__What is asked__
In the text on signs and symbols below, recast the paragraph beginning "I think this priests attitude" as a brief bulleted list that preserves its main facts.

* BEGIN Supplied text *

Signs, Symbols, and Reality

"…The recently published General Instruction of the Roman Missal makes only one reference to bells, #150 states, "A little before the consecration, when appropriate, a server rings a bell as a signal to the faithful. According to local custom, the server also rings the bell as the priest shows the host and then the chalice." The important words are "When appropriate." I wonder if it is ever appropriate in the restored liturgy. Bell ringing during Mass is an appendix, a leftover that no longer has a purpose."

"…Parishes that still ring bells must do so because they have always rung bells. Bell ringing is a habitual behavior that is easier to continue than to break. Over time the ringing of bells during Mass will disappear. I just hope that we do not wait for a letter from Rome telling us to stop doing something that no longer makes any sense.

"…Another issue that needs a second look is why the celebrant still washes his hands during the offertory. This behavior used to make sense when people brought up produce and animals during the offertory. Now we have nice, clean, antiseptic budget envelopes carried up in a basket. Still the priest is supposed to wash his hands. Why?

I think this priests attitude is indicative of a sad mentality in the Church today. There is a loss of respect and appreciation for symbolism. We are sensate creatures and as such learn through our sense. The mass and the various specific rites are not only times of worship but also catechesis. By not seeing people "buried" in the waters of baptism, many Catholics will not know the full meaning of baptism. By not ringing bells, using incense, kneeling, washing hands, or performing other similar acts, people stop treating the Eucharist with the respect it deserves. In a recent survey of Catholics, more than half did not believe in the True Presence. That's the result of poor catechesis and unwillingness to confront heresy. We can help to resolve both by restoring the mass to its former grandeur.

I whole-heartedly recommend Teaching Truths by Signs and Ceremonies or The Church, Its Rites and Services Explained for the People by Rev. Jas. L. Meagher (1882, New York: Russel Brothers). I'll be posting some more from it someday soon. Read my previous posts about it here:

Signs and Ceremonies
The Real Presence
The Incarnation
The Virgin Mary
The Redemption

Comments 6

  1. Fred K wrote:

    I don’t know anyone who was baptised by sprinkling. Every baptism I’ve ever been to has involved infusion, aka pouring.

* END Supplied text *
* BEGIN Data excerpts *

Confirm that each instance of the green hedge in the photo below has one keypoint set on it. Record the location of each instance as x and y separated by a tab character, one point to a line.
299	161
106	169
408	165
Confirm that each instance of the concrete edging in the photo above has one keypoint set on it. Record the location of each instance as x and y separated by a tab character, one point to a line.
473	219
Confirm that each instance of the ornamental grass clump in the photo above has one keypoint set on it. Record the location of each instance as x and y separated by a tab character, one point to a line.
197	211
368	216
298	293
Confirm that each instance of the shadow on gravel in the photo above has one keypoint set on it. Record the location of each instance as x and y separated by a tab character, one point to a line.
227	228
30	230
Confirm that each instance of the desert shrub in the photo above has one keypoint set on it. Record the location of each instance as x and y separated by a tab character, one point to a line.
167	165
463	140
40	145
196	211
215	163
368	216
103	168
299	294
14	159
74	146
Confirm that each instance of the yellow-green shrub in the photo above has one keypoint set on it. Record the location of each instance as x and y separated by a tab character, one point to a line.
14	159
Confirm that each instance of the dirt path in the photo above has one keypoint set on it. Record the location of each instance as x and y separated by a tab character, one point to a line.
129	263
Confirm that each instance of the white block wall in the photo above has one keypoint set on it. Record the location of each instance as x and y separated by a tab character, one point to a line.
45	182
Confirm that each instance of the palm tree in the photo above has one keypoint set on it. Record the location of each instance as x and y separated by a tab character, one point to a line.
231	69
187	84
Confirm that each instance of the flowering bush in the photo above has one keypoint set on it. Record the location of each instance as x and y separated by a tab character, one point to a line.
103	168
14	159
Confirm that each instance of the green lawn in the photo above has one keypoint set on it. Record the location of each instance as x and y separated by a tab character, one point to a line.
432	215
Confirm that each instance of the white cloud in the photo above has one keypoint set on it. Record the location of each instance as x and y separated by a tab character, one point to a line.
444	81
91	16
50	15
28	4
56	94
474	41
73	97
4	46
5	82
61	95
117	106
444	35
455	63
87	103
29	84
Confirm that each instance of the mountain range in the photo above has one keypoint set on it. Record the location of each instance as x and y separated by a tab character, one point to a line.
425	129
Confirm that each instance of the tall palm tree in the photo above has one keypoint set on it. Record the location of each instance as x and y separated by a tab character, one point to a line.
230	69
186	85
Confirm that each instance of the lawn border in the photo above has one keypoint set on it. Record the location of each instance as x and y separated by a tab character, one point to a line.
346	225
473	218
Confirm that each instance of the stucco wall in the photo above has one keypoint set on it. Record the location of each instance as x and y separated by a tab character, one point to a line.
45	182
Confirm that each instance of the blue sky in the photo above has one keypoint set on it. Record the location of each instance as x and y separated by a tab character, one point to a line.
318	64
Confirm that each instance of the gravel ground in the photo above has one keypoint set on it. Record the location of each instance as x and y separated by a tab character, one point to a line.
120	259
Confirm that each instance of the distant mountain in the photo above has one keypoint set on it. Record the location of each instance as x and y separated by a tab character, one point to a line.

* END Data excerpts *

__Output below__
- The priest's attitude reflects a sad mentality in the Church today: a loss of respect and appreciation for symbolism.
- Humans are sensate creatures who learn through the senses, so the Mass and its rites serve as catechesis as well as worship.
- Without seeing people "buried" in the waters of baptism, many Catholics will not know the full meaning of baptism.
- When bells, incense, kneeling, hand washing, and similar acts are dropped, people stop treating the Eucharist with the respect it deserves.
- In a recent survey, more than half of Catholics did not believe in the True Presence, a result of poor catechesis and unwillingness to confront heresy.
- Restoring the Mass to its former grandeur can help resolve both problems.